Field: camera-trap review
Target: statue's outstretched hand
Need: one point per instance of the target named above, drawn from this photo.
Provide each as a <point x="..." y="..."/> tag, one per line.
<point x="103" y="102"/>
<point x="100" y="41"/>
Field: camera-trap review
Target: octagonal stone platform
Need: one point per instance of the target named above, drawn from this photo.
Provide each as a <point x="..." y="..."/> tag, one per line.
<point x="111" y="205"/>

************

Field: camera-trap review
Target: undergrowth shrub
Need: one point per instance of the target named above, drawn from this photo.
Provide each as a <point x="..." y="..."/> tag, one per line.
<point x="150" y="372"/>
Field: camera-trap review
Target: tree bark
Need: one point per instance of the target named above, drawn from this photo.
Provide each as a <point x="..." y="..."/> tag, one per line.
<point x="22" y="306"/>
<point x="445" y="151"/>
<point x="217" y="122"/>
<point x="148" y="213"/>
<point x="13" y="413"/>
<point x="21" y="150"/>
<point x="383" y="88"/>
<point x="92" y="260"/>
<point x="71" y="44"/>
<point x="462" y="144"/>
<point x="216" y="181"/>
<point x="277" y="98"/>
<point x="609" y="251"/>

************

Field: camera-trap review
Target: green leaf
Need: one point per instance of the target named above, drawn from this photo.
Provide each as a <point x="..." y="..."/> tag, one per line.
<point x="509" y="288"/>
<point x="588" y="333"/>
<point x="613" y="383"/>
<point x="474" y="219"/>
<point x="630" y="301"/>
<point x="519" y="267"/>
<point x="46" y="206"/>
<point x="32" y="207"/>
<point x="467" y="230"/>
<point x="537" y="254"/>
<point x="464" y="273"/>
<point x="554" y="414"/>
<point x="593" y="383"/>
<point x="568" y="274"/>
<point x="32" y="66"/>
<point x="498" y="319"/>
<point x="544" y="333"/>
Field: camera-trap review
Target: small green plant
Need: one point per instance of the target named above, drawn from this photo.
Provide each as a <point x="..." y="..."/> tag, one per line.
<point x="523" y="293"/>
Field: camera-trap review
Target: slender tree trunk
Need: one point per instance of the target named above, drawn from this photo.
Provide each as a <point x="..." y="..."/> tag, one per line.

************

## Task
When the string "green" appears in a line of the records above, that line is to be copied.

## Exercise solution
Target: green leaf
Target: small green plant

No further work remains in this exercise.